Directions: Leaving out every picture, quote the data below exactly as it appears.

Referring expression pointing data
________________
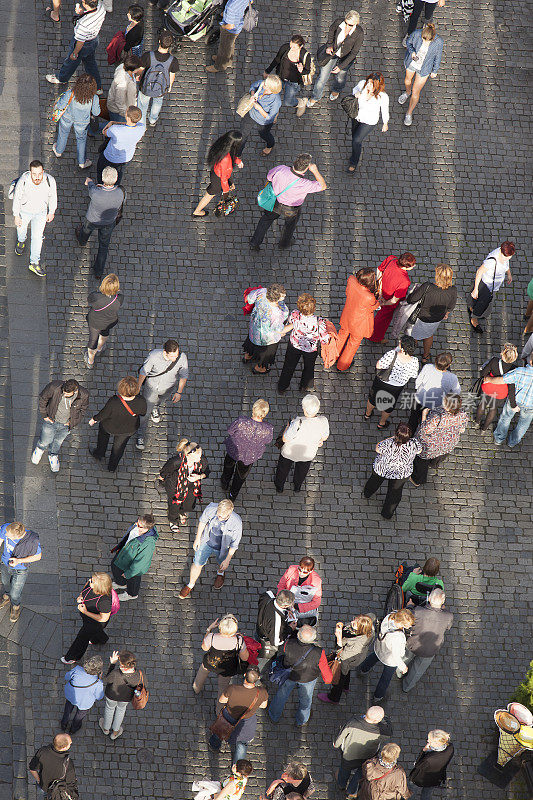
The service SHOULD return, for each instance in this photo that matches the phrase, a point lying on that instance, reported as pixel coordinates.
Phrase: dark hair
(230, 142)
(408, 345)
(171, 346)
(70, 385)
(402, 433)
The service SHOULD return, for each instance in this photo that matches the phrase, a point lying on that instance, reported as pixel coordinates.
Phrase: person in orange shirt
(357, 318)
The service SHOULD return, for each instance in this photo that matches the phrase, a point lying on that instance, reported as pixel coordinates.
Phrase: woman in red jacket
(357, 318)
(222, 156)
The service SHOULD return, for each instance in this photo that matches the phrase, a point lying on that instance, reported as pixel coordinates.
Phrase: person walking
(121, 684)
(393, 282)
(352, 643)
(307, 661)
(83, 687)
(372, 101)
(95, 603)
(359, 740)
(394, 463)
(119, 418)
(292, 63)
(301, 438)
(88, 20)
(422, 59)
(291, 183)
(219, 533)
(307, 331)
(230, 28)
(430, 766)
(357, 318)
(489, 279)
(426, 639)
(182, 477)
(246, 441)
(161, 370)
(439, 434)
(393, 371)
(337, 55)
(83, 102)
(222, 157)
(103, 315)
(240, 707)
(105, 205)
(133, 557)
(122, 141)
(389, 649)
(63, 405)
(52, 763)
(34, 204)
(21, 548)
(436, 302)
(223, 653)
(160, 68)
(266, 328)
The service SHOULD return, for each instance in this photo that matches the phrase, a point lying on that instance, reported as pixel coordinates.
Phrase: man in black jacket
(63, 405)
(52, 763)
(345, 38)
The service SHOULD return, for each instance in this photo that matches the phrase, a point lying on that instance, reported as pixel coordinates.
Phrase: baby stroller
(194, 19)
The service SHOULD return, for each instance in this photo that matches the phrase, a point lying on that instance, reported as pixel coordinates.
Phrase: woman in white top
(489, 277)
(301, 439)
(372, 101)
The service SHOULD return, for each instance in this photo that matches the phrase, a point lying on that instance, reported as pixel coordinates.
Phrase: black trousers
(292, 357)
(233, 475)
(301, 468)
(117, 449)
(132, 585)
(291, 215)
(393, 496)
(104, 237)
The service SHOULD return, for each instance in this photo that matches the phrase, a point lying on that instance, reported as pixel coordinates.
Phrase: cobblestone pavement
(449, 189)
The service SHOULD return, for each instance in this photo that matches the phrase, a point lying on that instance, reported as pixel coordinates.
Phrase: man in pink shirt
(289, 182)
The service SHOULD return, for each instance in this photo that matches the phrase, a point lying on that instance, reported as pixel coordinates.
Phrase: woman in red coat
(357, 318)
(394, 283)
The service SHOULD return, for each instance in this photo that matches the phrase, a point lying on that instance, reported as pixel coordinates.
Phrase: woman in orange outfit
(357, 318)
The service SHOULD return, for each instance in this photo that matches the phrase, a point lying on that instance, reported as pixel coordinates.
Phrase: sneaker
(36, 455)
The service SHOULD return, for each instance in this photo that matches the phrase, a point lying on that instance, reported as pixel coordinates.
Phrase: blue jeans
(525, 417)
(290, 94)
(305, 698)
(53, 434)
(38, 223)
(13, 580)
(87, 56)
(143, 102)
(339, 79)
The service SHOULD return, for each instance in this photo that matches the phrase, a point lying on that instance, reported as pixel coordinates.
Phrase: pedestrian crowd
(382, 305)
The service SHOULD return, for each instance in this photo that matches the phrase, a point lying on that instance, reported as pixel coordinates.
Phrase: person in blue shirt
(230, 27)
(21, 547)
(83, 687)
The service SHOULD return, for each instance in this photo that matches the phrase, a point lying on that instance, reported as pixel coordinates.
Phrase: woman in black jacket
________________
Expected output:
The service SHOULD return, for each instance in this photo that matches the phrase, a point lying on that instance, reported as pixel coordinates.
Phrase: dark hair
(230, 142)
(408, 345)
(171, 346)
(70, 385)
(402, 433)
The service SHOULD return, for each instance in this photo that matches the phrase, a point lying on that instance, reported as pixel coordinates.
Phrase: person in orange shirt
(357, 318)
The service SHOULD return, for each instance in this photo that matches the phrase, a point lying on that instance, reported as pixel coordinates.
Phrase: woman in red jacket
(357, 318)
(222, 156)
The service SHOULD return, for each instance in this photo that matches the phrase, a point lying on that instance, reported as pixel coordinates.
Phrase: person walking
(121, 684)
(393, 282)
(352, 643)
(307, 661)
(83, 687)
(372, 101)
(95, 603)
(359, 740)
(394, 463)
(119, 418)
(292, 63)
(301, 438)
(88, 20)
(422, 59)
(291, 183)
(219, 533)
(307, 331)
(230, 28)
(430, 766)
(357, 318)
(489, 279)
(426, 639)
(182, 477)
(246, 441)
(161, 370)
(439, 434)
(393, 371)
(337, 55)
(83, 102)
(222, 157)
(103, 315)
(240, 707)
(105, 205)
(133, 557)
(122, 141)
(389, 649)
(63, 405)
(52, 763)
(34, 204)
(21, 548)
(436, 302)
(223, 653)
(160, 68)
(266, 328)
The service SHOULD return, for each instance in this photo that matches the phrase, a point lying on that instance, reported as pixel coordinates.
Phrase: man in black jacket
(63, 405)
(52, 763)
(345, 38)
The service SHOULD return, for each instance in this photo that matches the phrase, a point lying on that instance, reported as pixel coordinates.
Phrase: baby stroller
(194, 19)
The service SHOULD return, for each instance in this photo that matches the phrase, a point lying on that instance, reported as pixel coordinates.
Phrase: woman in white top
(489, 277)
(301, 439)
(372, 101)
The service SHOULD return, for each instance in this photo that matches the phrase, a point lying on that instance, reported as pixel coordinates.
Phrase: black trousers
(292, 357)
(233, 475)
(301, 468)
(117, 449)
(132, 585)
(291, 215)
(393, 496)
(104, 237)
The service SHOULD return, for each instance in this photo that matches the phrase, a point lying on that instance, reported as pixel coordinates.
Phrase: cobblestone pavement
(449, 189)
The service SHOULD return, for each instance in this photo that matches the phrase, a point lying on that instance, reported as pixel coordinates.
Phrase: man in pink shirt
(289, 182)
The service SHOULD return, for each instance in this photo that matches the phrase, a point lying on that instance, reported as pixel coordinates.
Phrase: woman in red coat
(357, 318)
(394, 283)
The service SHOULD return, for each instance in this photo that matches the phrase, a point lying on that instance, reported as pixel coordinates.
Phrase: woman in orange outfit
(357, 318)
The service SHOULD return, for each instance in this photo that matches the phrase, a point lying on that instance, reported as pixel coordinates.
Phrase: sneaker
(36, 455)
The service SHOULD return, for each instance in this photo that matches the phrase, a point lying on that instance, reported as pixel coordinates.
Phrase: blue jeans
(525, 417)
(290, 94)
(305, 698)
(53, 434)
(38, 223)
(13, 580)
(87, 56)
(143, 102)
(339, 79)
The service SHOULD return, for each instance in this photo that matches the phrase, a point lying on that instance, reported as pixel coordinates.
Phrase: pedestrian crowd
(382, 305)
The service SHOULD return, for each instance in this photo that matches the phrase, a point lying on that instance, reported as pixel coordinates.
Phrase: person in blue shirt
(230, 27)
(21, 547)
(83, 687)
The service SHOULD return, for each instance in this photo that matches the phrase, a point lying on that instance, reported as pixel coordinates.
Phrase: woman in black jacket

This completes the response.